_Trecho de origem_
------------------------------------------------------------------------
Thursday, May 11, 2017

MEIA-ENTRADA (uma crônica de Marcelo Rayel Correggiari)



‘Meia-bomba’, ‘meia-folha’, o ‘trem’ responde por vários nomes, expressões. Um troço...!

Coisa que fica entre o ‘pé-na-cara’, “...sambando na cara da sociedade...”, e a mais perfeita, completa e profunda ausência.

Não está dentro, “full power up”, uma boca com todos os seus dentes, mas também não deu as caras, nem fez menção de entrar.

Convenhamos: está cheio desse tipo de procedimento por aí...

Há até algum tipo de análise, mas para certas abjeções que alimentam trocas, um bom encontro com as justificativas (inúmeras!) que forjam posturas um tanto ‘esquisitas’, estranhas, obtusas.

A cultura da ‘meia-entrada’... em termos nacionais, não há galera mais craque nisso do que nós, brasileiros. Adoramos uma meia-entrada!

Qualidade custa dinheiro. Um dia desses, trombei com uma fala do senador Cristovam Buarque que vaticinou o descompasso tupiniquim: ambições de consumo “a la Europa”, coisa de país rico, mas sem ‘um puto’ no bolso. ‘Id est’, na hora de pagar a conta dessa qualidade que tanto se deseja, ‘cadê’?!

Se isso ficasse somente na questão monetária da bagaceira transgênica, “... até ía!”. Só que isso já alcançou os espaços de interação social, dos relacionamentos, os últimos bastiões que deveria resistir a tudo isso.


Aquela ‘coisinha’ de estar em tudo nos “50%” (às vezes, até menos!) dos empenhos. Não há problema algum em declinar de quaisquer convites se a agenda, naquela instante, não colabora muito. Do jeito que a vida anda difícil, qualquer um entende.

Agora... se os interesses se erguerem em grande correspondência e os lados envolvidos se mostram suficientemente interessados na boa confecção do que for, é 120%! Pé no acelerador!

Já é difícil encontrar uma adesão harmônica para as empreitadas, pessoas genuinamente imbuídas de fazer o troço andar. Aí, quando tal cenário finalmente se descortina, entregamos nossas ‘migalhinhas’, solicitamos nossa ‘meia-entrada’ em paradas onde não se é possível imaginar qualquer coisa em torno de 30%.

Ou entra, ou sai, sujeito(a)! “Mais-ou-menos” é de lascar, ‘né’, não?!


A prova-de-honra da meia-entrada reúne em tal pugna a impaciência de um lado e o egocentrismo do outro. “Ah... não tenho mais saco ‘pra’ isso!”, frase conhecida para baixíssimas doses de eupatia diante de contratempos que não são de nossa lavra. O famoso “ê-ma, ê-ma, ê-ma, ...”.
------------------------------------------------------------------------
_Dados do conjunto_
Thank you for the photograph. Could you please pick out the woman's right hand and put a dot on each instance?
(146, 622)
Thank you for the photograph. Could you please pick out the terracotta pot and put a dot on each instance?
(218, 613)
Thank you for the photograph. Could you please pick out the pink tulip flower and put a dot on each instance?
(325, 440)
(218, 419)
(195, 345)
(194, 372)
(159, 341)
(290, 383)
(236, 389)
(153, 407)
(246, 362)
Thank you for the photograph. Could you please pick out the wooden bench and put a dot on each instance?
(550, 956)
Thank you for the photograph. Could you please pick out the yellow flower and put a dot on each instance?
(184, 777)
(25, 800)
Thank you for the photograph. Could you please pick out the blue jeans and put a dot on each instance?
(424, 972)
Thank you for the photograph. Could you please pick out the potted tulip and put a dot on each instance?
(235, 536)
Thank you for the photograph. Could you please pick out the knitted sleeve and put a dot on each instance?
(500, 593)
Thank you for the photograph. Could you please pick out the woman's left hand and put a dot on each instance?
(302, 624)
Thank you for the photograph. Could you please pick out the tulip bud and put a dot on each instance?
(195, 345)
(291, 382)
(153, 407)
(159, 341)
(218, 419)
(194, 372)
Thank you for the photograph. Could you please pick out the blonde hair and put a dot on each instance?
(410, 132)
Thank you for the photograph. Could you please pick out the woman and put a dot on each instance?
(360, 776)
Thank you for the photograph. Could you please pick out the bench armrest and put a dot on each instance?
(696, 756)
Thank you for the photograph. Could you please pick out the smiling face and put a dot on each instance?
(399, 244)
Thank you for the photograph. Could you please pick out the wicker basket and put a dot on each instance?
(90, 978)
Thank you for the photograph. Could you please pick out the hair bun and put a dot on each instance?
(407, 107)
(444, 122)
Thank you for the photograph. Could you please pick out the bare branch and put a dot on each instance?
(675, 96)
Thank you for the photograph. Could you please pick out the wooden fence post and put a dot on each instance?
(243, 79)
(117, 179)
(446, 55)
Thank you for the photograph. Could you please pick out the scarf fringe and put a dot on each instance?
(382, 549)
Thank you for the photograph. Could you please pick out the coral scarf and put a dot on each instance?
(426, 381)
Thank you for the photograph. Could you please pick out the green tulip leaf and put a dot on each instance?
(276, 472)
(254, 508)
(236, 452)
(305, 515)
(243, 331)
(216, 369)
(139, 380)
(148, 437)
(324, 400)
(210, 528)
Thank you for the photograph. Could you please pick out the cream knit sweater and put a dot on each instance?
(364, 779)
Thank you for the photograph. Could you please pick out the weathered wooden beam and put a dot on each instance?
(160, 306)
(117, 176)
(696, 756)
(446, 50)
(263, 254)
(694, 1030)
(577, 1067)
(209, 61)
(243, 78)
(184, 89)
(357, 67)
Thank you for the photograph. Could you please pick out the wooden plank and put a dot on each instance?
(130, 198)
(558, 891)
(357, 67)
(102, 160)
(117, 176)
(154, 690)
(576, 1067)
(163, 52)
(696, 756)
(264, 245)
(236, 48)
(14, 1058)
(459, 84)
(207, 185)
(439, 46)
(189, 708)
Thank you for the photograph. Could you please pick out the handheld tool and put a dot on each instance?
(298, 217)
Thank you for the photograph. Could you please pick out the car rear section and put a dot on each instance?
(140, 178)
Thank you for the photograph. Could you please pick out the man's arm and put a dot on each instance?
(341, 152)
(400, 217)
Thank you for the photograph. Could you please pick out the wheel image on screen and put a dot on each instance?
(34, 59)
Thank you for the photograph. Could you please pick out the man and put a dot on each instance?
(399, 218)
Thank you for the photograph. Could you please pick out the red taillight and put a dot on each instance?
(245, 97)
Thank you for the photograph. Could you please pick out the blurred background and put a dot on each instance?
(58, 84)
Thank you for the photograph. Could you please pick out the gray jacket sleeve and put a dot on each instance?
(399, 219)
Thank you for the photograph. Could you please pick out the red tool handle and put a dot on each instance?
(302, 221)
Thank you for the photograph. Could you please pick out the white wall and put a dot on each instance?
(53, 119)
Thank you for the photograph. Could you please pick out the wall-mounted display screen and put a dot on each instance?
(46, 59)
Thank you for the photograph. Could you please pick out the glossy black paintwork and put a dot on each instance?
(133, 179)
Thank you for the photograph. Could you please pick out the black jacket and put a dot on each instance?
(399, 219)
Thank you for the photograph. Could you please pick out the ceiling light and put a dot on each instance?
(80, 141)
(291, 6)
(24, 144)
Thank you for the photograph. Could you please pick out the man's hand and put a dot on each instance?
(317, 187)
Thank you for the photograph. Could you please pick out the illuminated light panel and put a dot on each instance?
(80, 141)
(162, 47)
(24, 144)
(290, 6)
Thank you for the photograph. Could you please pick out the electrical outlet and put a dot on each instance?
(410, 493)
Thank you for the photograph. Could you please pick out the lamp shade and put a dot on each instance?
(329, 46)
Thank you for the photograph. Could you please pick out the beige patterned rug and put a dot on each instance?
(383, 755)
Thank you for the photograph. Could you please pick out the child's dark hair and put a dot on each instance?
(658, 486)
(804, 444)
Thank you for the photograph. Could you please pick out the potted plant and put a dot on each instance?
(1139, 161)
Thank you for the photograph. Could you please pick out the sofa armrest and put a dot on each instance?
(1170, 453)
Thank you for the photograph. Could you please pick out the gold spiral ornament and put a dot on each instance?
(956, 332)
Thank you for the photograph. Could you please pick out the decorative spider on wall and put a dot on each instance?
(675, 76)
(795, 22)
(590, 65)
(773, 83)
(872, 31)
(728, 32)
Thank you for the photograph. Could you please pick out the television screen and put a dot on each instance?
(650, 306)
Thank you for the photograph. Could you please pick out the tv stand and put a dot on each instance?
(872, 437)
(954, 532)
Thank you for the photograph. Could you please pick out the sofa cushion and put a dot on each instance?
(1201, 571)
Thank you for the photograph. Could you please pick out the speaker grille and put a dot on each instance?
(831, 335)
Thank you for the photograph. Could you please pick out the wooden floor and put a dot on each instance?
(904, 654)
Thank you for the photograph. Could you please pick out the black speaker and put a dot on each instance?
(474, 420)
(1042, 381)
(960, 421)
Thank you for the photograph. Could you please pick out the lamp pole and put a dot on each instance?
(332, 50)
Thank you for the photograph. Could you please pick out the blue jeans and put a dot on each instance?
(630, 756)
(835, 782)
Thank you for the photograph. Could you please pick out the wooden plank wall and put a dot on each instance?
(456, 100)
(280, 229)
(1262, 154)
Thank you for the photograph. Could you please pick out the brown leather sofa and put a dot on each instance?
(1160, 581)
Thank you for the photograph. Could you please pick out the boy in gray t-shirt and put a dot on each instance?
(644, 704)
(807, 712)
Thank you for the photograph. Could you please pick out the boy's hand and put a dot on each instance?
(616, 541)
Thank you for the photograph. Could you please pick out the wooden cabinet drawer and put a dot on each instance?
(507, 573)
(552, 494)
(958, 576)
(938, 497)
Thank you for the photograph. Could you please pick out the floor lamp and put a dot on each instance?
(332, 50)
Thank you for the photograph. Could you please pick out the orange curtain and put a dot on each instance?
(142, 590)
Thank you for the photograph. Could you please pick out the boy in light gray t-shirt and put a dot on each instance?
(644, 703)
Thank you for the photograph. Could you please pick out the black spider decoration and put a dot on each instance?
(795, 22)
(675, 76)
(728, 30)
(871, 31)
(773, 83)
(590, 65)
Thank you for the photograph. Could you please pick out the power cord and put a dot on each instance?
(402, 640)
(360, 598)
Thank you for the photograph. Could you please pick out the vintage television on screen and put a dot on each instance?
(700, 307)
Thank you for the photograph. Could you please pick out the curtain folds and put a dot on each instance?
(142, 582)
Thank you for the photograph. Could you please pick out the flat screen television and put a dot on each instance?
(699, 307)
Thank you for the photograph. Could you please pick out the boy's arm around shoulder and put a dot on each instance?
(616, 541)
------------------------------------------------------------------------
_Exercício A_
Na crônica sobre a meia-entrada, que senador é citado por ter apontado o descompasso entre ambições de consumo de país rico e a falta de dinheiro no bolso?
_Exercício B_
Retome a crônica sobre a meia-entrada e continue o texto a partir da última frase apresentada.
Os dados não têm relação alguma com a crônica.

_Resposta A_
O senador Cristovam Buarque.

_Resposta B_
É de popular conhecimento e sabedoria que sem essa paciência e bom diálogo nada progride. Mas por que cargas d’água esses dois últimos, que deveriam ocorrer a rodo e sem restrições, de fato, não ocorrem?! Porque aquilo que deveria desenvolver a tal harmonia e, consequentemente, o bom andamento das coisas torna-se o seu contrário da forma mais grotesca e destruidora que se possa imaginar.

Principalmente porque o chamado ‘diálogo’ pode se transformar em “comunicação de pauta”, manipulação, o que Olavo de Carvalho chama de “bela conversa”: uma forma sutil de manter alguém fazendo exatamente aquilo que foi desejado, permitindo que o(a) manipulador(a), sob qualquer justificativa ou pretexto, permaneça na ‘meia-folha’, nos 30%, numa ‘meia-entrada’ tão consistente quanto o éter.

Aí, é o que já se sabe: uma quantidade infindável de meios(as)-amigos(as), meio-emprego, meia-família, meio(a)-chefe(a), meio(a)-filho(a), meio-transporte, meia-generosidade, meio-beijo, meia-diversão, meio-texto, meio(a)-colega, meio-filme, meio(a)-namorado(a), meio-romance, meia-viagem, meio-salário, meia-peça, meio-acordo, meio-abraço, meia-atenção, meio-caso, meia-declaração, meio-compromisso... enfim, uma bosta!


Não tem quem aguente... um troço que já começa num rebaixamento inominável! Danos irreparáveis e holísticos. Não dá para sequer pensar em algum conserto.

Para meias-entradas, meia qualidade. Em tudo. Entendemos que moramos em país pobre, sem grana para muita coisa e com 14 milhões de desempregados. Mas ou o ‘trem’ é de graça ou entrada inteira. Contar as quirerinhas para ver se encaixam na meia-admissão é comprometer a qualidade de tudo a partir de algum ponto em diante.

Tanto no espetáculo de vossa preferência quanto na vida, meia-entrada é a desabação da alma.


Marcelo Rayel Correggiari
nasceu em Santos há 48 anos
e vive na mítica Vila Belmiro.
Formado em Letras,
leciona Inglês para sobreviver,
mas vive mesmo é de escrever e traduzir.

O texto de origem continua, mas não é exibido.